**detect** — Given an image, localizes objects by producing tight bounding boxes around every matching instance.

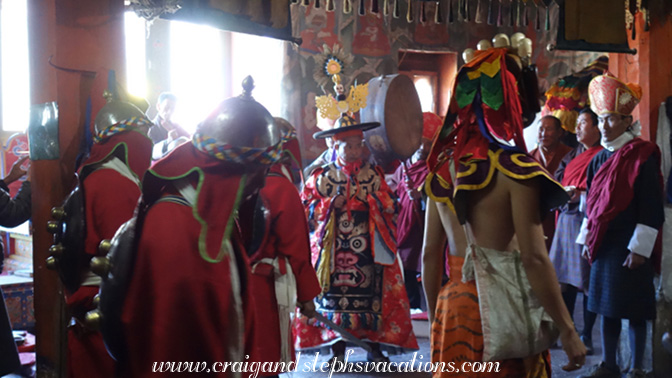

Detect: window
[124,12,147,97]
[0,0,30,132]
[126,12,284,132]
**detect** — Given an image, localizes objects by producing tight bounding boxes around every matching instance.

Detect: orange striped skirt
[431,256,551,378]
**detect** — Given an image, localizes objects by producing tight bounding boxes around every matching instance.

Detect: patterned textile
[588,74,642,116]
[93,117,153,143]
[542,55,609,134]
[192,132,282,165]
[588,236,656,320]
[549,211,590,290]
[431,255,551,378]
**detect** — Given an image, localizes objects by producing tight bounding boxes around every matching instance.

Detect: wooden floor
[2,295,651,378]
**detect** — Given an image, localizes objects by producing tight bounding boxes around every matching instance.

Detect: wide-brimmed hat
[313,114,380,139]
[588,73,642,116]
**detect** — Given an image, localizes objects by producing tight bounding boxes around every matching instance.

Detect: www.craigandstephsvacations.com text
[152,350,499,378]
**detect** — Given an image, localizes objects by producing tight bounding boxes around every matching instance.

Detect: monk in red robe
[295,115,418,362]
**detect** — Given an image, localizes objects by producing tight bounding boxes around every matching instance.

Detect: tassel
[497,0,504,26]
[448,0,455,24]
[488,0,497,25]
[509,0,516,26]
[516,0,522,26]
[406,0,413,23]
[420,1,427,25]
[343,0,352,14]
[474,0,483,24]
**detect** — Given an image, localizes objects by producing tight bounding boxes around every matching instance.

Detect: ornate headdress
[588,73,642,116]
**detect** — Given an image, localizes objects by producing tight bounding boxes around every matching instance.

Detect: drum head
[360,74,422,166]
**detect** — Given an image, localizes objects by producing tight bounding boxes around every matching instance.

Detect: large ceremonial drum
[360,75,422,168]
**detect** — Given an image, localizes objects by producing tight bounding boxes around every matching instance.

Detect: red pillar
[28,0,125,377]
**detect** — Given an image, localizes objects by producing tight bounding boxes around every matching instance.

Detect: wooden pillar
[28,0,125,377]
[609,13,672,377]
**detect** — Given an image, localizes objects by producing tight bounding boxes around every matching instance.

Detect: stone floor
[281,295,651,378]
[2,295,651,378]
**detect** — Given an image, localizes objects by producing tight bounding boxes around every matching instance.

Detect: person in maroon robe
[248,118,322,377]
[530,115,572,251]
[120,77,281,378]
[389,112,443,308]
[65,100,152,378]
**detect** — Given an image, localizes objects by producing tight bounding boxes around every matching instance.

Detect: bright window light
[231,33,284,117]
[0,0,30,131]
[170,21,224,133]
[413,75,434,112]
[124,12,147,98]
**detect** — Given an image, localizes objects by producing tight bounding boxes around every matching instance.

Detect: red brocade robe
[294,161,418,349]
[121,143,254,378]
[66,131,152,378]
[250,164,321,375]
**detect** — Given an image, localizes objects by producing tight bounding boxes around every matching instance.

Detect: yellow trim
[424,172,455,212]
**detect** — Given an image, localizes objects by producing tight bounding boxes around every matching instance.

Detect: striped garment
[549,211,590,290]
[431,255,551,378]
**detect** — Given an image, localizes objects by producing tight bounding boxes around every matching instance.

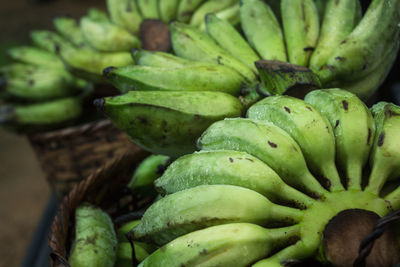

---+---

### DIRECTION
Count the lines in the records above that contain the string "pillar", treating uppercase and lowercase letters as distinct. Reply with the number alone.

### TASK ANSWER
2